* What the task asks: Skip all lines in the entries below that come before the one containing "Pick out each instance of the white sheer". Repeat that line and the rest exactly.

* Exercise data:

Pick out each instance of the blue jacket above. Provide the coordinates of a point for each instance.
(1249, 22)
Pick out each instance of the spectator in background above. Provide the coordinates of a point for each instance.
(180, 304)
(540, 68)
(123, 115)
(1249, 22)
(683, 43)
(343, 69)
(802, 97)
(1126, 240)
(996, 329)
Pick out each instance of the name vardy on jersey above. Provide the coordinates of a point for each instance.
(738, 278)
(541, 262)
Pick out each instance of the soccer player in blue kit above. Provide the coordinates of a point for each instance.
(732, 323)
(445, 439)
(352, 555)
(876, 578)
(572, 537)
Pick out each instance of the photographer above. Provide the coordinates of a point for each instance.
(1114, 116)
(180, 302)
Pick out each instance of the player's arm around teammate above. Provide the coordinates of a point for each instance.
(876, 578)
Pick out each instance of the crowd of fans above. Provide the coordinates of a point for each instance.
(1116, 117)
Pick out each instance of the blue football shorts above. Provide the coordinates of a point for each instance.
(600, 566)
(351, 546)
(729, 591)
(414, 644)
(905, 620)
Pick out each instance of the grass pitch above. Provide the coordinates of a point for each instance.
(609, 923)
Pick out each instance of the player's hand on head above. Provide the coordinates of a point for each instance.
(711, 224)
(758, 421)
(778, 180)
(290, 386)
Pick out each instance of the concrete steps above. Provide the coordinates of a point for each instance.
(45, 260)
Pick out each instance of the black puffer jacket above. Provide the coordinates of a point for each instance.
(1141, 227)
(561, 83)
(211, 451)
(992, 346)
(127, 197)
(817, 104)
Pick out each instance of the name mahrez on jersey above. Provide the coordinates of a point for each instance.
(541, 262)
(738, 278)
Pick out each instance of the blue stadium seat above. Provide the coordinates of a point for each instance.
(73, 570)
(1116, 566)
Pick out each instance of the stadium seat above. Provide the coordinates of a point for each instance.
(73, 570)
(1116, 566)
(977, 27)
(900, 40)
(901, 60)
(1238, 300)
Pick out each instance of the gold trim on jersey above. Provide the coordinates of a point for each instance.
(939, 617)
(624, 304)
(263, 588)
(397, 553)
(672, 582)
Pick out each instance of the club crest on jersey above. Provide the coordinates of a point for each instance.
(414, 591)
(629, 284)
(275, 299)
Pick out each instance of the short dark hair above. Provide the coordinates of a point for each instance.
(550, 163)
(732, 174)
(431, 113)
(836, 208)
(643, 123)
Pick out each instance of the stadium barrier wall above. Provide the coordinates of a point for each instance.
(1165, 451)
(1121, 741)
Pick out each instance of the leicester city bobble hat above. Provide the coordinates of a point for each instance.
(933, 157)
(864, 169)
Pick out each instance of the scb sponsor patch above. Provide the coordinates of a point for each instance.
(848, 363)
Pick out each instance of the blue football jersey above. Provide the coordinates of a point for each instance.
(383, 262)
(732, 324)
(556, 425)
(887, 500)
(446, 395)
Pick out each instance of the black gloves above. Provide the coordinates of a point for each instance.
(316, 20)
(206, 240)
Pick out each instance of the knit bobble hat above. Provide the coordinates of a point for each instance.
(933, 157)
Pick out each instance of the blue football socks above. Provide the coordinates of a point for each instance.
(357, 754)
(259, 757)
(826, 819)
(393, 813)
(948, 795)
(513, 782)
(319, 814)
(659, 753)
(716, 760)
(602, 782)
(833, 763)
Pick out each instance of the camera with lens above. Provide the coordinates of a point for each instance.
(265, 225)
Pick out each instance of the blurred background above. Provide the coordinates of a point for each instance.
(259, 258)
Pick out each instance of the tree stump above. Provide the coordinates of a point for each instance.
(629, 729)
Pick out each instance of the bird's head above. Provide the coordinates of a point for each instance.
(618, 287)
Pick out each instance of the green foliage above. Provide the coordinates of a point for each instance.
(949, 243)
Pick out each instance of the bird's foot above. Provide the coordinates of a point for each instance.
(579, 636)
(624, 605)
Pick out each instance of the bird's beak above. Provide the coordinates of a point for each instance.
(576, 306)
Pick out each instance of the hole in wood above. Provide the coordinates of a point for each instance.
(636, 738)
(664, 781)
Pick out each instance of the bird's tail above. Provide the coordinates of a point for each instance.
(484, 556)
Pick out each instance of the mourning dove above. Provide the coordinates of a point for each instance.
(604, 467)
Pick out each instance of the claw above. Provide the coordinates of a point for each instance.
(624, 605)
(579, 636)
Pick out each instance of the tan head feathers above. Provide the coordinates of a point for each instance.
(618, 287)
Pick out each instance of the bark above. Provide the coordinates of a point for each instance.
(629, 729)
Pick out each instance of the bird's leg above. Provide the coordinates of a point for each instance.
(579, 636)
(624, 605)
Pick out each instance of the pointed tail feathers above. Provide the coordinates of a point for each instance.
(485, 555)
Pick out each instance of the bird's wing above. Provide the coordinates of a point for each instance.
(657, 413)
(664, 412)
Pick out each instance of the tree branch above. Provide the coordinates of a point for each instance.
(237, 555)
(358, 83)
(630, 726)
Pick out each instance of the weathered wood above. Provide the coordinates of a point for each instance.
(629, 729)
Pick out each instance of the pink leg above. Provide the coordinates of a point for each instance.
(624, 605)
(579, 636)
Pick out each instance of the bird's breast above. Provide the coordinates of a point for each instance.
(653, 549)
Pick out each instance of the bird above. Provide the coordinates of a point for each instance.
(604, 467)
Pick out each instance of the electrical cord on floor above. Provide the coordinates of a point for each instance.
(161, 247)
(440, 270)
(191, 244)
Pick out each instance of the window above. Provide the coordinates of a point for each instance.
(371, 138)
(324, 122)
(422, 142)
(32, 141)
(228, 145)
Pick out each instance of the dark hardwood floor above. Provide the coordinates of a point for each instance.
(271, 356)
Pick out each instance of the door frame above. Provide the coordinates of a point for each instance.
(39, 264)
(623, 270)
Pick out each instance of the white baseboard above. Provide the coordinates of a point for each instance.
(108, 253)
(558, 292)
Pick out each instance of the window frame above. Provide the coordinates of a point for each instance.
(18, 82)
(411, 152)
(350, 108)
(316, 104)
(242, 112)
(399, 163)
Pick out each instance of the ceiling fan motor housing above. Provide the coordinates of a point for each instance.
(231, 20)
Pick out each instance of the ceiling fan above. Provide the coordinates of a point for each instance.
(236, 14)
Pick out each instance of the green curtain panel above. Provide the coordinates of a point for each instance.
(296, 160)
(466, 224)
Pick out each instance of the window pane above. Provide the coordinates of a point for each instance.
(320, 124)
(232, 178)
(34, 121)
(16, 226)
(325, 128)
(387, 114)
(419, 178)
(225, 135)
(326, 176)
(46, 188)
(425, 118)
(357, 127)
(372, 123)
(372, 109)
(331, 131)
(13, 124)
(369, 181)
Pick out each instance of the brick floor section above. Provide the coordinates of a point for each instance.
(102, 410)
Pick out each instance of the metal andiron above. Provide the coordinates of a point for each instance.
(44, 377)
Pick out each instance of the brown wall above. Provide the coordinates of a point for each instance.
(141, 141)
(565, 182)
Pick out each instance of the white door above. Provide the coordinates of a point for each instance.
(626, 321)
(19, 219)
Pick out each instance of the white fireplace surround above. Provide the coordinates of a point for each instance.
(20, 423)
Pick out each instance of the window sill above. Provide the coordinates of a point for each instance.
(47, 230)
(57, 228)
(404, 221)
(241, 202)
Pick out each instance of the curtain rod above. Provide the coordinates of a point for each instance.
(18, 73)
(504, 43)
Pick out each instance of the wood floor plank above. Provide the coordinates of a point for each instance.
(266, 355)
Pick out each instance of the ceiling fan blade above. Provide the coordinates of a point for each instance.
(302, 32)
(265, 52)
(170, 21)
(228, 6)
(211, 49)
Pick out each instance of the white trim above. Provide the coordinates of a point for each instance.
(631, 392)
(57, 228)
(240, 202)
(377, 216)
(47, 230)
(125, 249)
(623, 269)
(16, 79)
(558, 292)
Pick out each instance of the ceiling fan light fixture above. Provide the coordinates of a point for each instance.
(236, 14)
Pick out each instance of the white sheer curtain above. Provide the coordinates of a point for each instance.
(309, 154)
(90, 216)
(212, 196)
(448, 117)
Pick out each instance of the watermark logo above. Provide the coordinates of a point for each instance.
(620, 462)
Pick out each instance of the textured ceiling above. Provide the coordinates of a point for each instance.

* Task solution:
Pick out each instance of the white sheer curtain above. Provide the coordinates of a point for each instance.
(309, 154)
(90, 216)
(212, 196)
(448, 117)
Pick out each instance of the watermark logo above. Provide the coordinates of a point for each instance.
(620, 462)
Pick out each instance of the textured ceiling above. Provide the coordinates of a point for each instance.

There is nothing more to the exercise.